Dataset entries
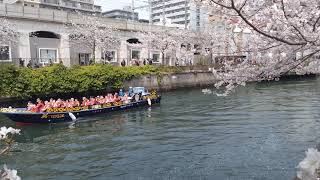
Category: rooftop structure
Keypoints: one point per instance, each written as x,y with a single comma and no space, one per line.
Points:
183,12
125,14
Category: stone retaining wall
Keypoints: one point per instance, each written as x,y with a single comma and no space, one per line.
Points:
173,81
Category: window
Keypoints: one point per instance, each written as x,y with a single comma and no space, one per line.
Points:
110,56
135,54
5,53
47,55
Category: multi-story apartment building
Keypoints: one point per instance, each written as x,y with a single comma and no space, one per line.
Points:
184,12
83,6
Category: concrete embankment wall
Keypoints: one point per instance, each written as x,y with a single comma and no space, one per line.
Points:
164,82
173,81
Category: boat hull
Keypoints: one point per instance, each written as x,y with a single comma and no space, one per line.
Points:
59,117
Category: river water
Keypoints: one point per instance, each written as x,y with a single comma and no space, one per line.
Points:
260,132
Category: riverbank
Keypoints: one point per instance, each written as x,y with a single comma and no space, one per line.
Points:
173,81
19,84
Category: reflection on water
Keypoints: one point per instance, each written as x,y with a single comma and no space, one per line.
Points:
261,132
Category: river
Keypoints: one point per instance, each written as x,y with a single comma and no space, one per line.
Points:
259,132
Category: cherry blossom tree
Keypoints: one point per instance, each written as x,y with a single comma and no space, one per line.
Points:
284,38
6,135
8,33
92,33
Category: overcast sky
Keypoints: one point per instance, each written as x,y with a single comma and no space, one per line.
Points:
119,4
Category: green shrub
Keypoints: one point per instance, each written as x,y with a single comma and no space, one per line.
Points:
57,79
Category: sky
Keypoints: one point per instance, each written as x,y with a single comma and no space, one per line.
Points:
119,4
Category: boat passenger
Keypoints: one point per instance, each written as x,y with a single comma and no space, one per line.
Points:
76,103
45,107
116,98
92,101
125,98
121,93
31,107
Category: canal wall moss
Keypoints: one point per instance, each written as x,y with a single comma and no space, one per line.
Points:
57,80
172,81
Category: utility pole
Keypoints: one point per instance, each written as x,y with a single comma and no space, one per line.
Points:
132,7
186,14
150,23
150,12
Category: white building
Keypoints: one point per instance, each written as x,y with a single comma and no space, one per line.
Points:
124,14
83,6
183,12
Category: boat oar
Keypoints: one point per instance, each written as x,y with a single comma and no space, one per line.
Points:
149,101
72,116
74,119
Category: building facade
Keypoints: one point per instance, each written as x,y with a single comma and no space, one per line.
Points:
44,39
182,12
124,14
83,6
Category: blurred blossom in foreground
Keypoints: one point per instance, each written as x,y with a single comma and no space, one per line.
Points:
8,174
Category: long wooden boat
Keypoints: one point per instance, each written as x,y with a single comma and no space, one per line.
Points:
21,115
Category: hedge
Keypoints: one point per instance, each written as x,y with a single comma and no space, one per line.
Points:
58,79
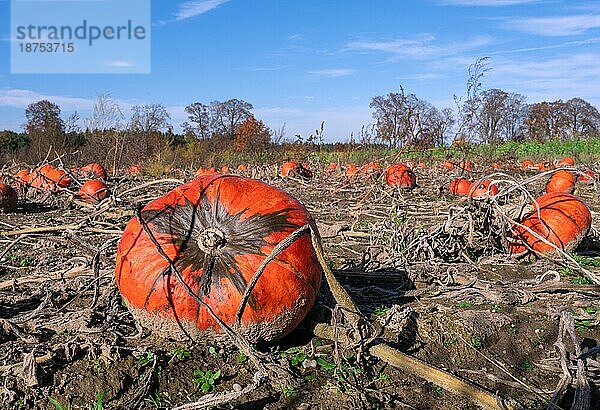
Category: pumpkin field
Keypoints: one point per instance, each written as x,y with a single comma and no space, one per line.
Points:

■ ASSIGNMENT: Every entry belongs in the answer exactly as written, but no picture does.

■ PROBLEM SOLUTION:
Category: rooftop structure
Keypoints: one point per instance, each written as x,y with a single comma and no space, one per line.
Points:
183,12
125,14
Category: stone retaining wall
Keypoints: one point per instance, each written as x,y with a single comma and no space, one per line.
Points:
173,81
Category: window
Keypoints: one point per instance, each written as x,y with a single comma and no space, one per line.
Points:
110,56
135,54
5,53
47,55
Category: multi-story apartment building
Keypoints: one point per instance, each written as x,y with a single comma and no space, one per line.
Points:
184,12
83,6
Category: concrete embankment wall
Keypoints: one point per instance, each written as x,y with a single comma and no space, one per line.
Points:
164,82
173,81
Category: boat hull
Keypoints: one point per instance, each written as x,y with a single comma and no space, one per line.
Points:
59,117
Category: river water
Keypoints: one point per instance, each written as x,y with a single comma and no space, one per line.
Points:
260,132
Category: riverbank
Keypoints: one point per instance, each written as x,y with a single comma and no space, one per line.
Points:
173,81
19,84
Category: reflection on water
Keypoints: one point per instance, each written as x,y with a single comma and no space, one per line.
Points:
261,132
Category: river
Keypoints: one point per instance, each written as x,y with a single comma and no space, one per line.
Points:
259,132
Category: cherry blossom tree
Keypoints: one point per instance, each written as x,y with a single comma and no space, one per line.
Points:
284,38
6,135
8,33
92,33
Category: overcast sky
Keypoints: one point per instance, each written as x,y with a single comma and no space, one per line.
Points:
119,4
Category: green shrub
Keypoints: one point per instance, each written as x,y with a single comma and no space, one per line.
Points:
57,79
Category: sky
Keypoints: one point per instance, each written as x,y with a single comma and no space, one per line.
Points:
119,4
Category: boat passenger
Keypoints: one point per instance, each written as x,y with a single comma and no space, one per line.
Points:
76,103
45,107
116,98
92,101
125,98
121,93
31,107
Category: canal wall moss
Keypoints: one point per instance, each written as x,y with a single comma and no space, one per line.
Points:
57,80
172,81
Category: utility pole
Keypoints: one point per instance, each written as x,y with a single comma and no space, one per line.
Points:
132,7
186,14
150,23
150,12
Category: white building
Keypoints: one point per instance, each written as x,y with a single comma and no space, one per line.
Points:
124,14
83,6
183,12
Category: boat oar
Keypoints: one point per instance, each written as x,y with a single comma and no space, one per line.
Points:
149,101
72,116
74,119
Category: building facade
Keypoints: one point per instance, each written as x,y with a single comma and no space, one per line.
Points:
44,39
182,12
124,14
83,6
Category: blurred blossom in foreground
Keypoints: one point per instance, each written as x,y with a single comma and no space, one per line.
Points:
8,174
Category: long wooden boat
Keypoints: one point per instance, each written as x,y with a single comma and no space, one per line.
Points:
21,115
Category: hedge
Keypoints: one point per instance, each written as x,y with a single comma and no space, one per line.
Points:
58,79
Category: pumpkin field
Keypoints: one point per instance, each written as x,y with a single comma and no space, one per line.
Points:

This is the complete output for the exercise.